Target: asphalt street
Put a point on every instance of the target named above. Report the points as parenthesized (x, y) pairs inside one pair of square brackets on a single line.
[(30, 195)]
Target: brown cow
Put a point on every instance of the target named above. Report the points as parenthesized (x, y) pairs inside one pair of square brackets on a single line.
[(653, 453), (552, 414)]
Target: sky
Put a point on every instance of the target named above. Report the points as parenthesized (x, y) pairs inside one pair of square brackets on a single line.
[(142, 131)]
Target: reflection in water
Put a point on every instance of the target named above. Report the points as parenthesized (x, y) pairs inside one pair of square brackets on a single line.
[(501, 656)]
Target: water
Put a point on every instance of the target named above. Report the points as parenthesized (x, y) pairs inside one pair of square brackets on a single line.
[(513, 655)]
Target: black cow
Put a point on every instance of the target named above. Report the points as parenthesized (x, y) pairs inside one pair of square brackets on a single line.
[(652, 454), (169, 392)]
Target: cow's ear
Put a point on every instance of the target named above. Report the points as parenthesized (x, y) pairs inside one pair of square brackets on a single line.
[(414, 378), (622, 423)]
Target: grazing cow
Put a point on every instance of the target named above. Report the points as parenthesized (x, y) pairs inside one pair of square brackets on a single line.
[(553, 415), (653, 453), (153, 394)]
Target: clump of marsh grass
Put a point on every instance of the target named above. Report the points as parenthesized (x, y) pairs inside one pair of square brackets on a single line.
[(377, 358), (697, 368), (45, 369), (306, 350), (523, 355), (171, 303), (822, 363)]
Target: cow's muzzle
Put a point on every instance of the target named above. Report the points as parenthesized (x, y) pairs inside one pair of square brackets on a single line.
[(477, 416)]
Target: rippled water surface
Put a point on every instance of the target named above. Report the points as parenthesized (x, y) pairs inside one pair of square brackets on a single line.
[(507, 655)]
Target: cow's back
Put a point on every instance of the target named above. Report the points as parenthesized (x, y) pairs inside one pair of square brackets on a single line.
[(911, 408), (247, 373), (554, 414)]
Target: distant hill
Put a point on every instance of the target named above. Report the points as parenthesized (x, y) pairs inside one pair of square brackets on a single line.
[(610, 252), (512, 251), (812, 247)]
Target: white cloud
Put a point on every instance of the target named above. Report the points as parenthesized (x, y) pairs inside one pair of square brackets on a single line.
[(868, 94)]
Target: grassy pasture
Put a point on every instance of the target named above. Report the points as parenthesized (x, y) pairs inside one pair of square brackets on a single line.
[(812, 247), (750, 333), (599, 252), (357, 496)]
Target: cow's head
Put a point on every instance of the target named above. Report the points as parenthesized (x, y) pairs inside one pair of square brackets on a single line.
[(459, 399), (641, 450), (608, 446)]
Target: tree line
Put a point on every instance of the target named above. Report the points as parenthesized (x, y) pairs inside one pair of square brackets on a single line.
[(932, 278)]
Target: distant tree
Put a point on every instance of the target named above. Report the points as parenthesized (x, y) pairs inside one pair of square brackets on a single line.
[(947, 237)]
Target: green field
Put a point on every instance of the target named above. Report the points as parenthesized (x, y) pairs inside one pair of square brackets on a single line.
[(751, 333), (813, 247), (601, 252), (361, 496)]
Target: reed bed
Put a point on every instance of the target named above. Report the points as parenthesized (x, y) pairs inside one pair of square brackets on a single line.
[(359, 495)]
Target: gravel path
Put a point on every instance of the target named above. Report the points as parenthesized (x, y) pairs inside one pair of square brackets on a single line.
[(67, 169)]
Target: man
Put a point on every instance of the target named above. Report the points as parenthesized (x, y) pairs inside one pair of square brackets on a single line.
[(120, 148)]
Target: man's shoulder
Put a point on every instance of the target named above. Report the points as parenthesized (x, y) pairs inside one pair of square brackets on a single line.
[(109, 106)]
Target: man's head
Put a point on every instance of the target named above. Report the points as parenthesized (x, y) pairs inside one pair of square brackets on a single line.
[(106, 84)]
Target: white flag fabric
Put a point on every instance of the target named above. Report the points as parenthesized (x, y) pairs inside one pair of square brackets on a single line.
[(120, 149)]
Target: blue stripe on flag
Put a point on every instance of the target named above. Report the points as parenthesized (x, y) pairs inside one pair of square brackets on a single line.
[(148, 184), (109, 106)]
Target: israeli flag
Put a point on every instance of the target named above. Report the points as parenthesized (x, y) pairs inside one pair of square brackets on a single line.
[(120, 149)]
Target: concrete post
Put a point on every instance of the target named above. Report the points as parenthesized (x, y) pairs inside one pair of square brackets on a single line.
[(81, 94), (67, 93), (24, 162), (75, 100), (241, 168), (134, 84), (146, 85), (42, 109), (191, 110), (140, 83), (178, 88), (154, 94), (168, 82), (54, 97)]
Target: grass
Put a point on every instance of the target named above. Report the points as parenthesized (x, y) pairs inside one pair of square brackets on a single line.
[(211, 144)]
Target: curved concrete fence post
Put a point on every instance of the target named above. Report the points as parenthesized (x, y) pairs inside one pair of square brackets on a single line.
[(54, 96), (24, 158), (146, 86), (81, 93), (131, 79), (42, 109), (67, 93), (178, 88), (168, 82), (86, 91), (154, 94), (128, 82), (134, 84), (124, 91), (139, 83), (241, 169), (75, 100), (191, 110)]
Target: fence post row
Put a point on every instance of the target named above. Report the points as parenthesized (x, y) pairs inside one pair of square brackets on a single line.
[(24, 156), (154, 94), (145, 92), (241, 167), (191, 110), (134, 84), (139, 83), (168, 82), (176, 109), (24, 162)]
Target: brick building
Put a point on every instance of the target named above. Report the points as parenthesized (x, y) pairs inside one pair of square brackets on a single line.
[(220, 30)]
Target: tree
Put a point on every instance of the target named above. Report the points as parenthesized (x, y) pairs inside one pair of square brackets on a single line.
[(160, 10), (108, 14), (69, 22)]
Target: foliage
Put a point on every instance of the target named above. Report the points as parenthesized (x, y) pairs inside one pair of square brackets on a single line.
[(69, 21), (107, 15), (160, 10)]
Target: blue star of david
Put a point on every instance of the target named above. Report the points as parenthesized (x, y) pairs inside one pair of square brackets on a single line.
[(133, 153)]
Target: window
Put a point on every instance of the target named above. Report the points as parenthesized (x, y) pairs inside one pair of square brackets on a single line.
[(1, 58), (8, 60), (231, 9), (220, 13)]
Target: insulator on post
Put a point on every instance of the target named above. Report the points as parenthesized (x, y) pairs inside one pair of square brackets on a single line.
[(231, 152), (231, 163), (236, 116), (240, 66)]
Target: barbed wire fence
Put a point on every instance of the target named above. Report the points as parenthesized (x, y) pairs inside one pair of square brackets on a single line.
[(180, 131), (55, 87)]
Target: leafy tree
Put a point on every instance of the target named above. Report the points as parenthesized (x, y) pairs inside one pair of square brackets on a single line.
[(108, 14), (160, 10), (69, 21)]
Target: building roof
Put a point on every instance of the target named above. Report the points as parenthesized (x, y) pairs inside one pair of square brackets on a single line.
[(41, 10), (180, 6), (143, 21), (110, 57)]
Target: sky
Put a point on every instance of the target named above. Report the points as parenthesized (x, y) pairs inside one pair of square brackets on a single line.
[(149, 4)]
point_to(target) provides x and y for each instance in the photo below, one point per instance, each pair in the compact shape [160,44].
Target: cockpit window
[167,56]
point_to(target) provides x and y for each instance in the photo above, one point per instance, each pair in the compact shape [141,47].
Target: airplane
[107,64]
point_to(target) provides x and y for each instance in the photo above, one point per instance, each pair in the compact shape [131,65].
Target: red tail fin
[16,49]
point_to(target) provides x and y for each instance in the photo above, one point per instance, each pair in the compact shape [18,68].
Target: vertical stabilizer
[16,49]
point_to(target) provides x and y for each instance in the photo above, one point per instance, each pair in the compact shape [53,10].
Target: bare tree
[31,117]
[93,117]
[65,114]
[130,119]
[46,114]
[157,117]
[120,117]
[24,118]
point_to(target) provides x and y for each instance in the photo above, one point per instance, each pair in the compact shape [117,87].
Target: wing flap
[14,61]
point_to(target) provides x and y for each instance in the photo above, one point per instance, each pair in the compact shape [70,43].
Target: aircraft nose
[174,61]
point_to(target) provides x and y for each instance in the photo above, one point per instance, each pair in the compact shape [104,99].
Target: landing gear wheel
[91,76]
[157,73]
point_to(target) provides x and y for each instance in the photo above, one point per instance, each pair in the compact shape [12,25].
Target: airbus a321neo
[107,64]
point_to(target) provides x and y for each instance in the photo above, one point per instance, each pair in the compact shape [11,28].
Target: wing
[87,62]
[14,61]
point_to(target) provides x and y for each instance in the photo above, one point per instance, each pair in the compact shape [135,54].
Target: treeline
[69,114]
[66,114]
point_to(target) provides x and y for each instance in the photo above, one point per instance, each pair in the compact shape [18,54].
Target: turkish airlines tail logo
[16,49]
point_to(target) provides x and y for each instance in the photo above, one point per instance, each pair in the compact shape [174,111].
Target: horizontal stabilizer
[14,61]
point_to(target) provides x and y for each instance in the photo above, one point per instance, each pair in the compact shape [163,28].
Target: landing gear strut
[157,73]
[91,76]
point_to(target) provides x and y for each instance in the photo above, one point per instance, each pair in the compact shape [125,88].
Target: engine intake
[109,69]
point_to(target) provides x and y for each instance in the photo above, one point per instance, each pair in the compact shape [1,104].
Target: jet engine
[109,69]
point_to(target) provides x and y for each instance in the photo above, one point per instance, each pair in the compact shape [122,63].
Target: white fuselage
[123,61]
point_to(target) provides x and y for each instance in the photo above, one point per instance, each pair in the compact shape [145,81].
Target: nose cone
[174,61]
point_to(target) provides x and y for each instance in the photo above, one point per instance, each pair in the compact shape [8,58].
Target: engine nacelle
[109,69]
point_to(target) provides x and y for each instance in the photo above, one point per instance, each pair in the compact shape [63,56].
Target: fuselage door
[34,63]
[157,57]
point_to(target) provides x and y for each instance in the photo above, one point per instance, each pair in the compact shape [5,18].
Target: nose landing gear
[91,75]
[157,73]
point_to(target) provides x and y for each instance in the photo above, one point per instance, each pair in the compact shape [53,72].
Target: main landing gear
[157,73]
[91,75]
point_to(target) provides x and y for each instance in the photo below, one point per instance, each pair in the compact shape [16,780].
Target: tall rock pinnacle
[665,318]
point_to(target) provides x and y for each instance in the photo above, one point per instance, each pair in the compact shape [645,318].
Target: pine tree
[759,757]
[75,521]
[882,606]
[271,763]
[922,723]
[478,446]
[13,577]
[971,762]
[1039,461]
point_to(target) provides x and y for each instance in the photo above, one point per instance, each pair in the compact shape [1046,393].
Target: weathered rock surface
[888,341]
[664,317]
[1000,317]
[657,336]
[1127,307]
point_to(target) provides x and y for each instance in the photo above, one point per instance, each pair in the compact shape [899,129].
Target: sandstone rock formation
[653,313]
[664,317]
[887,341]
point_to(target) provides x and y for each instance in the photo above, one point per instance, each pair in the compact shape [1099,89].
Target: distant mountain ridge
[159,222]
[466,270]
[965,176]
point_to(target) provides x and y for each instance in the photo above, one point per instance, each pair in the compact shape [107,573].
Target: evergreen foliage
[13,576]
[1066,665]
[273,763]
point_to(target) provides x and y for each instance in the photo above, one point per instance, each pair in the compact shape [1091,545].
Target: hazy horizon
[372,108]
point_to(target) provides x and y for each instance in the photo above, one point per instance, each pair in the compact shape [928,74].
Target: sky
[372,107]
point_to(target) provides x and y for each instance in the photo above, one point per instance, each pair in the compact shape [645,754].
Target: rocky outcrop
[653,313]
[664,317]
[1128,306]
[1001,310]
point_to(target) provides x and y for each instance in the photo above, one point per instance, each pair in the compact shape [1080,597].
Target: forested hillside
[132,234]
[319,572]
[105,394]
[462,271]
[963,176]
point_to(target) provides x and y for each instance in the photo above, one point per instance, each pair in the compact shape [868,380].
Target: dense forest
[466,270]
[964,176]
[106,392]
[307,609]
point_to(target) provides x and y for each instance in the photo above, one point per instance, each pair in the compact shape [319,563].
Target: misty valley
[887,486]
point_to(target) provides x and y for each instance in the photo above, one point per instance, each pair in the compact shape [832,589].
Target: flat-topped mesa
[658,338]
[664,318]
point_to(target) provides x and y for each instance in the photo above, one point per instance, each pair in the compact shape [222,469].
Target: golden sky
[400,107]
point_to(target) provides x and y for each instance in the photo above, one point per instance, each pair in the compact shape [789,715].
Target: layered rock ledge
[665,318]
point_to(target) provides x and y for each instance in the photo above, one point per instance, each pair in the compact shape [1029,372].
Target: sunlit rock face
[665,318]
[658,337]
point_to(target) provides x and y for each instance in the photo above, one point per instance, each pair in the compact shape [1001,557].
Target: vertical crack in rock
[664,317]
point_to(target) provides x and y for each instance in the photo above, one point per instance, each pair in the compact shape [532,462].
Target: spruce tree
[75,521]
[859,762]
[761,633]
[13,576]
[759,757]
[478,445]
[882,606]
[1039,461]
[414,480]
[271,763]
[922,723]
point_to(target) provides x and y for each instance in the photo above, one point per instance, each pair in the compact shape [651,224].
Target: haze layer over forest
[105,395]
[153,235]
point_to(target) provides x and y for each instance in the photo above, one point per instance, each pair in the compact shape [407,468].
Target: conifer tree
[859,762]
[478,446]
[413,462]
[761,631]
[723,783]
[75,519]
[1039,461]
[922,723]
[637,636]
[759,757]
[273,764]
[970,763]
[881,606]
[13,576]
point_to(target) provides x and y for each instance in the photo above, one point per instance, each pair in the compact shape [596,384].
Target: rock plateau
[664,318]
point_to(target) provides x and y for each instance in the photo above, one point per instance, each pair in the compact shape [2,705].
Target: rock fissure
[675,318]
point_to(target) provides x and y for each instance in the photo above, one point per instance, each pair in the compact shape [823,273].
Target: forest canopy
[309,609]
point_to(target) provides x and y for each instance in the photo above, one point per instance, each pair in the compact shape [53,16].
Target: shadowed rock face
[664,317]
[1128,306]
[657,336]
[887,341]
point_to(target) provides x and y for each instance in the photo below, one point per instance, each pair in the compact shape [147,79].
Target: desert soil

What to produce: Scan the entries above and copy each line where "concrete" occurs.

Result of the exercise:
Target: concrete post
Target: curved concrete fence post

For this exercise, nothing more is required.